* Start Material provided *
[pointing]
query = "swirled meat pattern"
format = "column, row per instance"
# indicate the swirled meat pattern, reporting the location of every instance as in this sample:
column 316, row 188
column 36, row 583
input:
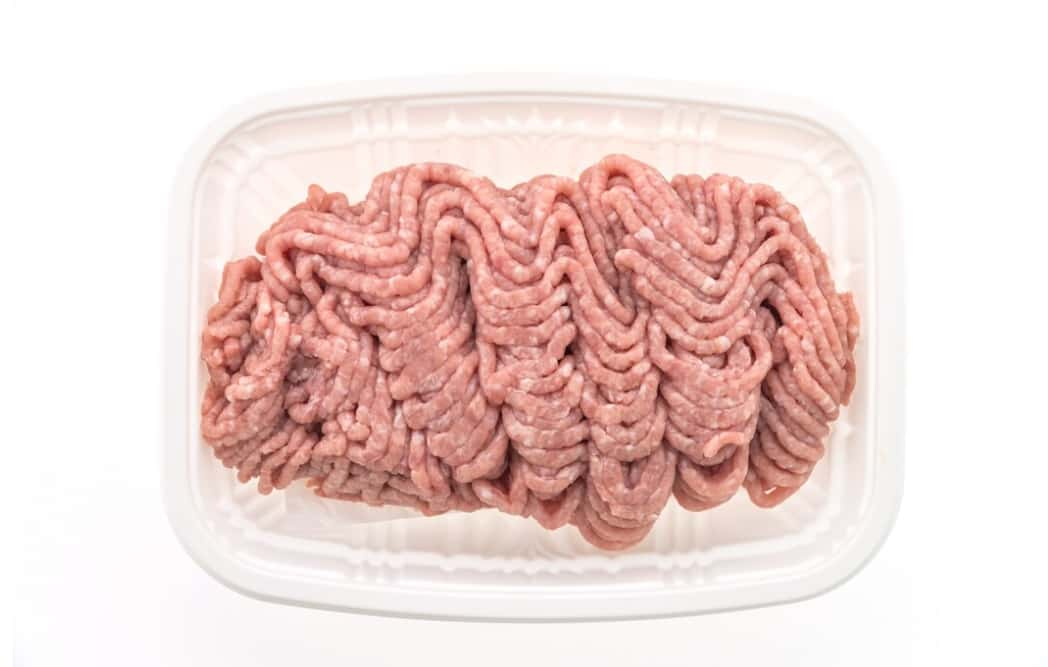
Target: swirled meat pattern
column 574, row 351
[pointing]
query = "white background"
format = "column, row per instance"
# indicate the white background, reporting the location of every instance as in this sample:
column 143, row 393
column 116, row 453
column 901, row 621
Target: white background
column 106, row 99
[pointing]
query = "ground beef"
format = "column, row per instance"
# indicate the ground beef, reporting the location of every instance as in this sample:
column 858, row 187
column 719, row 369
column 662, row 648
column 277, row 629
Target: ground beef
column 569, row 350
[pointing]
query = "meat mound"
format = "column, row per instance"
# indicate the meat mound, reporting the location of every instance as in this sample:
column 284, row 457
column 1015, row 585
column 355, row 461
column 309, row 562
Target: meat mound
column 574, row 351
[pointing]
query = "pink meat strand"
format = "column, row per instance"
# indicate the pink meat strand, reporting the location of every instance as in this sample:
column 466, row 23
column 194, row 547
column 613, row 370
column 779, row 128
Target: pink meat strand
column 574, row 351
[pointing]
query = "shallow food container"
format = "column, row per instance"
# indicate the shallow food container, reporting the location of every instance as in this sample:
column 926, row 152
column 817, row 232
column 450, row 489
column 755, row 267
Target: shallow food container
column 257, row 160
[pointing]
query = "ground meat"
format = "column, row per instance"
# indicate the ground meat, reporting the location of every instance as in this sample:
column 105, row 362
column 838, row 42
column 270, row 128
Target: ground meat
column 569, row 350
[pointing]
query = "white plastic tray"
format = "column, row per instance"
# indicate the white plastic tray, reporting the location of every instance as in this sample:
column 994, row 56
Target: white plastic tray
column 257, row 160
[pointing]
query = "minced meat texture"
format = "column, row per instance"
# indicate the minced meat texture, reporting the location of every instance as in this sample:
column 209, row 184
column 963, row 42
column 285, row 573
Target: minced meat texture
column 574, row 351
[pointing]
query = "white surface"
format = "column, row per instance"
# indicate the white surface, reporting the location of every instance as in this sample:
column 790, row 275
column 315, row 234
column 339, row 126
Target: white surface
column 258, row 159
column 105, row 101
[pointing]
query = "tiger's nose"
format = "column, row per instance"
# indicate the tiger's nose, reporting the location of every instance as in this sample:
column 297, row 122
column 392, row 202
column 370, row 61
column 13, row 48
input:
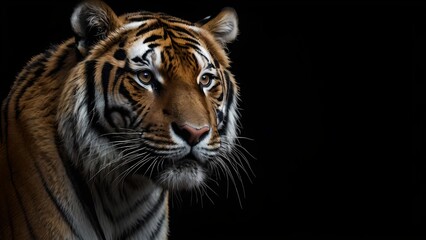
* End Material provided *
Can you give everything from the start of the records down through the line containing "Target: swirled meat pattern" again, putting "spiral" in place of "swirled" and changing nothing else? Leave the pictures out.

[pointing]
query = "spiral meat pattern"
format = "column, row per instance"
# indicate the spiral meat pattern, reporting the location of every instance as in this sample:
column 316, row 188
column 36, row 583
input:
Target: spiral meat pattern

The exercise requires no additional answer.